▸ **Passage to read**:
——

1750 - 2 [dep. Plymouth 11 May 1749; dep. Minorca 25 Jan. 1750] Leghorn, Rome (Jan. 1750 - 5 Apr. 1752), Florence, Bologna, Venice, Rome (by 5 Apr.), Velletri, Piperno, Sessa, Naples (Apr.), Rome ( - 3 May), Narni, Terni, Spoleto, Foligno, Assisi, Perugia, Arezzo, Florence (seven weeks), Bologna, Modena, Parma, Mantua, Ferrara, Venice (three weeks), Padua, Brescia, Bergamo, Milan, Turin [London 16 Oct.]
Ambitious, and with high ideals absorbed from Jonathan Richardson, the young Reynolds must have yearned for Italy, the mecca of any aspiring eighteenth-century artist; in fact, he owed his journey there to a chance encounter. In January 1749 Captain Augustus Keppel, en route for the Mediterranean, was obliged to put in to Plymouth for repairs; he stayed with his friend Lord Edgcumbe, who offered Reynolds a free passage south. Reynolds gratefully accepted, with the support of his two sisters, who lent him money. Reynolds's sojourn in Italy is recorded in ten surviving sketch-cum-notebooks, which contain hundreds of sketches, chiefly of paintings and sculpture, but also of buildings and scenery, together with copious notes about works of art, and some personal memoranda.1
Reynolds spent several months with Keppel in Minorca, painting portraits, before proceeding to Rome. Lodged in rooms in the former palace of the Queen of Sweden on the Trinita dei Monte, he wrote enthusiastically to Lord Edgcumbe, in one of the very few letters he seems to have written in Italy, 'I am now at the height of my wishes, in the midst of the greatest works of art the world has produced'. Later that year Reynolds ('Renelos') was living on the third floor of the English Coffee House in the Piazza di Spagna, where he was joined in 1751 by Patch. In 1752 Patch and Reynolds moved to the second floor of the Palazzo Zuccari, which had been converted into an inn catering especially for artists; later, possibly after his return from Naples ('Reynolds' was listed with a Mr Edgar at Capua on 1 April 1752),2 and before his departure for Florence, Reynolds is recorded in another part of the Palazzo.3 Reynolds certainly enjoyed the company of his compatriots in coffee-house society; he met prospective patrons there, like Sir William Lowther, and showed his satirical bent in a number of brilliant caricatures of Grand Tourists, executed in 1751.4 But he did not waste his time in frivolous pursuits, preferring 'to look more like a man of some Business and consequence no dangler nor Idler', and occupied most of his days with serious study, the purpose for which he had come.

——

▸ **Source data**:
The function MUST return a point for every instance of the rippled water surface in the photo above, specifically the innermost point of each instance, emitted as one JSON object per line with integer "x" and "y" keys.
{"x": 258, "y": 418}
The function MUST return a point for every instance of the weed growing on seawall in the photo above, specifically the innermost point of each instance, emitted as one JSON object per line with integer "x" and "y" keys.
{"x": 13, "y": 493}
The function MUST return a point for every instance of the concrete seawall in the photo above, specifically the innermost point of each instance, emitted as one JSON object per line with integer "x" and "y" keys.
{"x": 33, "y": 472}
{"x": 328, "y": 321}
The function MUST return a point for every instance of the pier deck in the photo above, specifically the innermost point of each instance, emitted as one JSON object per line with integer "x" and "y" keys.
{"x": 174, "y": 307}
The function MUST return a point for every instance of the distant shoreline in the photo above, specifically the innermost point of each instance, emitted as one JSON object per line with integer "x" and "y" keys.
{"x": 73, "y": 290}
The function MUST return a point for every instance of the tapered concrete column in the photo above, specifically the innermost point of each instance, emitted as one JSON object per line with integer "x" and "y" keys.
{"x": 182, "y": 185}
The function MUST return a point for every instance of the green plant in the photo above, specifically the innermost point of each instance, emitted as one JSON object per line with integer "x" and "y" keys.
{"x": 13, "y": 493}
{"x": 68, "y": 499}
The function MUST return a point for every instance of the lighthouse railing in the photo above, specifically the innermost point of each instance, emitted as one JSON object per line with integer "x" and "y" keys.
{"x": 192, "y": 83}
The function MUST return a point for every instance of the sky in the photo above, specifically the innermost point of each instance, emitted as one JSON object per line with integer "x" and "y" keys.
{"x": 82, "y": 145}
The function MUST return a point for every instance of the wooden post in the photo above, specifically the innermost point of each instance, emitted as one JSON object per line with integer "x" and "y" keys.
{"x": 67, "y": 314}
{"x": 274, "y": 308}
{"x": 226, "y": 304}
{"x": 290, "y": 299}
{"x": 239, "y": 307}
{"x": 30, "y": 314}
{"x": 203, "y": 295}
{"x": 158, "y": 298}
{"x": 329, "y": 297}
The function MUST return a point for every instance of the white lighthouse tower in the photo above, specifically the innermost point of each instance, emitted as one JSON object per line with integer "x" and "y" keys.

——

Carry on the passage about Reynolds's stay in Italy, starting right after its last sentence.

▸ **Answer below**:
Unlike many students of the period Reynolds regarded copying as 'a delusive kind of industry'. He lists only six, all done in the spring and early summer of 1750. Nor did he seek to make money by painting copies for grand tourists to take home (the copy he offered to paint as a present for Lord Edgcumbe has not survived, if it was ever executed). Portraits he seems equally to have avoided, though he painted Joseph Wilton in Florence and the future Mrs William Chambers in Paris. Reynolds's concern was rather to fill his sketch-books with the conceptions of the old masters, thus providing for his future use a store of valuable pictorial ideas: 'This figure will serve for a fame', he wrote under a sketch of a Pasinelli in Bologna, and, under another, 'Serve for Time Discovering Truth'. Occasionally he made studies of whole compositions in order to describe dispositions of light and shade; usually however his sketches were of figure arrangements and single figures; often he made colour notes. He also laid down some practical rules for himself based on the methods of the sixteenth-century Venetians, especially Tintoretto, as, for example, 'When the second Mass of light is too great interpose some dark figure to divide the two'.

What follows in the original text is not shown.